--- Start of Stored rows ---

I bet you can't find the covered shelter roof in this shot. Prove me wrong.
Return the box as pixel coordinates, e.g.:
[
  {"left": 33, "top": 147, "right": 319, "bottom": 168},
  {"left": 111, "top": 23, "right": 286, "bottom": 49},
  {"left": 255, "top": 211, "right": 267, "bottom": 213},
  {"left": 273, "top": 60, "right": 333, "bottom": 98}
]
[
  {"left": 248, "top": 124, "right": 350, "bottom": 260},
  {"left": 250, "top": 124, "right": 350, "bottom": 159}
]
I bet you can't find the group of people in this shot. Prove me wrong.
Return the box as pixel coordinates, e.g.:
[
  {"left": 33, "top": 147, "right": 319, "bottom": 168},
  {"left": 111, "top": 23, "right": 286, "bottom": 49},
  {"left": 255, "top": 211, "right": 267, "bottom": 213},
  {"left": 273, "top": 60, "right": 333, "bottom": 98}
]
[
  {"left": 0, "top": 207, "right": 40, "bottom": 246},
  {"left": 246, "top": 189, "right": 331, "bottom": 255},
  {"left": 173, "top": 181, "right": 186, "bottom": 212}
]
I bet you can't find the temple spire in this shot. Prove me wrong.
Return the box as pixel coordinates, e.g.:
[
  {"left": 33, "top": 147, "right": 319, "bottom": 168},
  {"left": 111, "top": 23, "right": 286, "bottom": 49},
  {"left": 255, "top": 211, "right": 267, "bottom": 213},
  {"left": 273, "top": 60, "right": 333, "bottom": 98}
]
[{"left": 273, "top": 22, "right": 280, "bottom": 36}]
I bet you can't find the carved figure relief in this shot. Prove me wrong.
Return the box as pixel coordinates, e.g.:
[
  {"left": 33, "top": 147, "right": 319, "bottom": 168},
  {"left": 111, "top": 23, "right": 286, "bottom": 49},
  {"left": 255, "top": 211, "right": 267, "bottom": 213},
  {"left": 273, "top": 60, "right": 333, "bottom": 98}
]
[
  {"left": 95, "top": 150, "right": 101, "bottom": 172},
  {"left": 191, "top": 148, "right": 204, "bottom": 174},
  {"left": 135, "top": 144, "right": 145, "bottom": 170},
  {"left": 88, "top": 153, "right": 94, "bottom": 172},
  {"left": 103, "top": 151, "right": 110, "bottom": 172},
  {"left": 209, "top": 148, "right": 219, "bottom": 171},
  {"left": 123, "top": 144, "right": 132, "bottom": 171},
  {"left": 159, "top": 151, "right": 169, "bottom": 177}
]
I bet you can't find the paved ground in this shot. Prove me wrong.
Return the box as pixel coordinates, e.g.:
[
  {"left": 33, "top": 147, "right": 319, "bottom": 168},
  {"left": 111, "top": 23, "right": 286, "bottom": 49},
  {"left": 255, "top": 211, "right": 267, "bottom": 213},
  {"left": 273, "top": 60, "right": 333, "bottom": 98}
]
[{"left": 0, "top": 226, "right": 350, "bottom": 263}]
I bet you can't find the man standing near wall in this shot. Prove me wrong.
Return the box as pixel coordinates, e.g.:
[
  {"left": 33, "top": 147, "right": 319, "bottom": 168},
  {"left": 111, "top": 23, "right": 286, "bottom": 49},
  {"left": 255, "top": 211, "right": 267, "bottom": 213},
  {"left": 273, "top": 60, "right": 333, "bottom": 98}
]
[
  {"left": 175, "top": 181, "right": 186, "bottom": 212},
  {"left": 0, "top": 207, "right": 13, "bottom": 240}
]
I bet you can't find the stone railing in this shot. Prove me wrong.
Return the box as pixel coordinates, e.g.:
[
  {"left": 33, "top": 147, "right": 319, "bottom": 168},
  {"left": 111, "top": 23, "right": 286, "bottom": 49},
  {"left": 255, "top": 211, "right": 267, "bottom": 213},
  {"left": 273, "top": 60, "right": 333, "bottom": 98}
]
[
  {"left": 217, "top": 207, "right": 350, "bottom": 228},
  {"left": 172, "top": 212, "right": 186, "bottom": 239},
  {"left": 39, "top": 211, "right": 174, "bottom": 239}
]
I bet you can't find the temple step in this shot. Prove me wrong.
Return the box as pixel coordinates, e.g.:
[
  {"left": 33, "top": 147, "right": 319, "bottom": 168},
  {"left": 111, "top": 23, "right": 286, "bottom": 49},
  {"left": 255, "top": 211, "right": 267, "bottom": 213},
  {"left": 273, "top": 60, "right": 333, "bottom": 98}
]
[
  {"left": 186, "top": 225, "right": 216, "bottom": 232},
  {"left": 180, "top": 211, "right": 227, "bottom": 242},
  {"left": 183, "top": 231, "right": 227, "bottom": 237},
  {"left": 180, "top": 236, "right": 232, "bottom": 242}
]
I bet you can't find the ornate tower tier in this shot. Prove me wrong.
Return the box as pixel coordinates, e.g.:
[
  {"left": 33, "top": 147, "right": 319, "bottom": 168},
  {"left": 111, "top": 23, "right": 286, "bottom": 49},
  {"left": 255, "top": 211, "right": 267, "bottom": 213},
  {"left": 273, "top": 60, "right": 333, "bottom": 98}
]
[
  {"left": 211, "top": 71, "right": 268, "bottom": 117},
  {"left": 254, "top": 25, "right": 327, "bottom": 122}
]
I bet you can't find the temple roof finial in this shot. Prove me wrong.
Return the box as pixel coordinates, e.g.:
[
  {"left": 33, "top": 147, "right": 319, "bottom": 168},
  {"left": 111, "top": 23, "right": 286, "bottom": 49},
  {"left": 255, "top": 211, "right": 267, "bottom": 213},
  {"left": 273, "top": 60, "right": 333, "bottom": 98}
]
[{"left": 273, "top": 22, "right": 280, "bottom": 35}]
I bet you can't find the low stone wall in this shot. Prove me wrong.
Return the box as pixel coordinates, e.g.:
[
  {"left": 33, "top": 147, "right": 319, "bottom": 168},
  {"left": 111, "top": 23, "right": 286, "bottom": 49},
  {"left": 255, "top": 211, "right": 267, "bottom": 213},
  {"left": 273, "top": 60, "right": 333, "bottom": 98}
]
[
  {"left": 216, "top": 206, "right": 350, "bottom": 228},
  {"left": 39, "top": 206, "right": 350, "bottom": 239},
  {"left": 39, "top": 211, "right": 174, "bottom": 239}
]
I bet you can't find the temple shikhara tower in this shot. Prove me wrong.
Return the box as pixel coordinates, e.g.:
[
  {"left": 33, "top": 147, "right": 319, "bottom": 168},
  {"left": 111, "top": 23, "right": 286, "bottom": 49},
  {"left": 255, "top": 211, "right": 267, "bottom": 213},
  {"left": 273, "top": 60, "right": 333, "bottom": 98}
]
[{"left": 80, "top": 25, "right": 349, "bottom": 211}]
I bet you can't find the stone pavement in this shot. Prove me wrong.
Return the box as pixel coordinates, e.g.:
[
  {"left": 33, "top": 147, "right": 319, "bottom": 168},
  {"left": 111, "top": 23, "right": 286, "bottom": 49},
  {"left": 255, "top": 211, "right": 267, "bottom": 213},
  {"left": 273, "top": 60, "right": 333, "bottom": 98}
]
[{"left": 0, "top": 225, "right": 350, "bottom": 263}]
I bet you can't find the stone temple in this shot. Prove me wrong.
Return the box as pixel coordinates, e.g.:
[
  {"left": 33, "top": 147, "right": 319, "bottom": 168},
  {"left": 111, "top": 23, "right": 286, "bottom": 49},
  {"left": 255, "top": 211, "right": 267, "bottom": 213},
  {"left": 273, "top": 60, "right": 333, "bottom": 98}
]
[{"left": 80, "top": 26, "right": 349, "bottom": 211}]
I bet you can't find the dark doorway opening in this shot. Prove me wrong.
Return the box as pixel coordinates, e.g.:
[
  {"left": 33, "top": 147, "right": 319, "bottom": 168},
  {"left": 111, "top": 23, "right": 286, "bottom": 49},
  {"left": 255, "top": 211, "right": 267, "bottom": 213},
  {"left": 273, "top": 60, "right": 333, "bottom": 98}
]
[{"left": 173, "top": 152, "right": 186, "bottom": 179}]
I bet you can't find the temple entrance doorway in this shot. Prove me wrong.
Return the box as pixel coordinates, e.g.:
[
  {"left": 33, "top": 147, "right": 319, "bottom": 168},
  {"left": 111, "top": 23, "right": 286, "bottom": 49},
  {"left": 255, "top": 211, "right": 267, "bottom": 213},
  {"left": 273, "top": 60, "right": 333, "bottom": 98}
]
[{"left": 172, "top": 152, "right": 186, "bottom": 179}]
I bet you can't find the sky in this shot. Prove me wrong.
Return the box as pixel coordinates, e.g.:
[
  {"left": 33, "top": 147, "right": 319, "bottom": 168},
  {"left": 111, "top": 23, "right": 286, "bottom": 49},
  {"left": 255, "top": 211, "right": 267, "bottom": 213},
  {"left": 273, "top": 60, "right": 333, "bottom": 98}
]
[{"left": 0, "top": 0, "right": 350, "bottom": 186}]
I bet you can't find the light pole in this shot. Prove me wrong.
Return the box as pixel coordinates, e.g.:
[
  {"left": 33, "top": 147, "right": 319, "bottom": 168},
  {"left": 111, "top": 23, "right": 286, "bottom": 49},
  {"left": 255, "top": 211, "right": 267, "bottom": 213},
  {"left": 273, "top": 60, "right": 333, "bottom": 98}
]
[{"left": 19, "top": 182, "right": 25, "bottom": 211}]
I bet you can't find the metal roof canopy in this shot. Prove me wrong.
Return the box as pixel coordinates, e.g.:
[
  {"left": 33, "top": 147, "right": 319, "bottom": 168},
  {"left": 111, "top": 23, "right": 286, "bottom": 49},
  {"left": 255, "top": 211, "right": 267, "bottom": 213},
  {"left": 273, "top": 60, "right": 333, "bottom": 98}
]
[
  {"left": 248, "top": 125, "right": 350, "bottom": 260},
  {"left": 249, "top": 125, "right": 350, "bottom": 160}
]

--- End of Stored rows ---

Please reprint the lines starting at the one that contains "I bet you can't find the metal" and ending with the final line of the entries above.

I bet you can't find the metal roof canopy in this shot. Prove me wrong.
Return the box as pixel coordinates, e.g.:
[
  {"left": 33, "top": 147, "right": 319, "bottom": 168},
  {"left": 111, "top": 23, "right": 286, "bottom": 49},
  {"left": 255, "top": 211, "right": 267, "bottom": 213},
  {"left": 273, "top": 60, "right": 333, "bottom": 98}
]
[
  {"left": 248, "top": 125, "right": 350, "bottom": 260},
  {"left": 249, "top": 125, "right": 350, "bottom": 160}
]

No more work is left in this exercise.